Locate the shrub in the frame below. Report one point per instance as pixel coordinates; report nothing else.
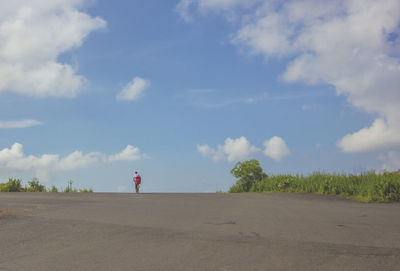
(13, 185)
(34, 186)
(248, 173)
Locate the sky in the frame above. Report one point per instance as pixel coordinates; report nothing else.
(181, 90)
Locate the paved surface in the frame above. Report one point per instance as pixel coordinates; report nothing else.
(56, 231)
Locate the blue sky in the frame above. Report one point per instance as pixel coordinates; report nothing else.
(182, 90)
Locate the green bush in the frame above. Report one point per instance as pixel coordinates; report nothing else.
(34, 186)
(69, 189)
(13, 185)
(53, 189)
(369, 186)
(90, 190)
(248, 173)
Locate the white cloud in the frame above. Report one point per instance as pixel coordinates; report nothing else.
(130, 153)
(379, 137)
(232, 150)
(276, 148)
(14, 159)
(353, 45)
(391, 161)
(134, 89)
(185, 8)
(33, 34)
(19, 124)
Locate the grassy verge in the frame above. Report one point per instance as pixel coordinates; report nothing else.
(367, 187)
(16, 185)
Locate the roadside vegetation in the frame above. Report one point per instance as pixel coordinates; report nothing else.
(365, 187)
(16, 185)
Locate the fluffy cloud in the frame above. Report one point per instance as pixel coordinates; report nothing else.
(33, 34)
(276, 148)
(19, 124)
(186, 7)
(232, 150)
(133, 90)
(130, 153)
(353, 45)
(15, 159)
(391, 161)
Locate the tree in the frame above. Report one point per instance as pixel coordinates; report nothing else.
(248, 173)
(35, 186)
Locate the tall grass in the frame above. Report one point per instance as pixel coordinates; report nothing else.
(16, 185)
(368, 187)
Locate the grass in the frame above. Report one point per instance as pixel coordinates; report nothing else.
(366, 187)
(16, 185)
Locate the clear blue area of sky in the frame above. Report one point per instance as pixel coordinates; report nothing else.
(199, 84)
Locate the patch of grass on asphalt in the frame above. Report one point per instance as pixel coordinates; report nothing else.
(366, 187)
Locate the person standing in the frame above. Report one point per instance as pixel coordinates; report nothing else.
(138, 180)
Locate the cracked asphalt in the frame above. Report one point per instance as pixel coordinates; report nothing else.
(100, 231)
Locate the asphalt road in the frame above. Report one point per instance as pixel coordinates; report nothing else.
(90, 231)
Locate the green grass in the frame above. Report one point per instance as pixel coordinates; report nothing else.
(367, 187)
(16, 185)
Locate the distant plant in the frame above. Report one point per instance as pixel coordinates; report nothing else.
(70, 189)
(90, 190)
(248, 173)
(35, 186)
(53, 189)
(13, 185)
(366, 187)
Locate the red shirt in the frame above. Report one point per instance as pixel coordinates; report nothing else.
(137, 179)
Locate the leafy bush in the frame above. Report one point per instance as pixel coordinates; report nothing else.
(34, 186)
(368, 186)
(90, 190)
(248, 173)
(69, 189)
(53, 189)
(13, 185)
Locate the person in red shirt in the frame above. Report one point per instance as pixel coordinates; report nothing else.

##############################

**Task instructions**
Return the preceding entries verbatim, with the pictures excluded.

**Solution to the problem**
Locate the shrub in the frame below. Report one point per instance as pixel coordinates; report nothing else.
(13, 185)
(34, 186)
(248, 173)
Locate the sky in the frame above. Report one point per instance as pixel coordinates; report nothing else.
(181, 90)
Locate the paved surface in the frame above. Report one point per instance as pixel coordinates; report nothing else.
(56, 231)
Locate the blue sky in the frame above. Report one point per instance as pixel coordinates; report nothing else.
(182, 90)
Locate the green bush in the frame above. Report one point per instance as pixel coordinates; report nothing else.
(34, 186)
(69, 189)
(13, 185)
(53, 189)
(369, 186)
(90, 190)
(248, 173)
Locate the white cloud in the frame above. Report one point per instance as pixel coordinates; report nothing else.
(130, 153)
(379, 137)
(232, 150)
(276, 148)
(14, 159)
(353, 45)
(391, 161)
(134, 89)
(185, 8)
(33, 34)
(19, 124)
Locate the grassy verge in the frame above. Report one point per instance as pixel coordinates; report nothing else.
(367, 187)
(16, 185)
Locate the roadside vegetation in the frame above. Report one point per instance as pixel coordinates; report nothing else.
(365, 187)
(16, 185)
Locate the fluffy cloud in the frame above. Report one point per instance as pixel coordinates; report nothing else.
(33, 34)
(276, 148)
(19, 124)
(186, 7)
(232, 150)
(133, 90)
(130, 153)
(353, 45)
(15, 159)
(391, 161)
Locate the tree in the frame above. Report one point per instance as pixel coordinates; report nothing else.
(248, 173)
(35, 186)
Locate the tall grass in the frame above. Report one point per instance as pixel coordinates; report nothing else.
(16, 185)
(368, 187)
Locate the grass in the frame above. Report one point per instance as pixel coordinates; report nothing else.
(366, 187)
(16, 185)
Locate the clear blue area of sky in the frame above. Report one point per instance as pixel coordinates; report nothing else.
(199, 84)
Locate the patch of grass on asphalt in the frame above. Report one point per instance as pixel coordinates; report nothing else.
(366, 187)
Locate the person standing in the frame above. Report one point per instance as pixel coordinates; report nothing else.
(138, 180)
Locate the cracked asphalt in the frame above. Report one point per instance as pixel coordinates; report nothing else.
(100, 231)
Locate the asphalt road in the frame above. Report one point per instance as pixel coordinates; report nothing else.
(90, 231)
Locate the green grass in the frame above. Report one point per instance as pixel coordinates; report nothing else.
(367, 187)
(16, 185)
Locate the distant plant in the frame above. Report one point per instance as pixel coordinates; report nothing else.
(70, 189)
(90, 190)
(248, 173)
(35, 186)
(53, 189)
(13, 185)
(366, 187)
Locate the red shirt in the frame above. Report one point per instance as pixel coordinates; report nothing else.
(137, 179)
Locate the leafy bush in the frame above. Report one point per instance as pixel coordinates; report nothing else.
(34, 186)
(368, 186)
(90, 190)
(248, 173)
(69, 189)
(53, 189)
(13, 185)
Locate the person in red shirt in the frame above. Report one point per instance as pixel coordinates; report nothing else.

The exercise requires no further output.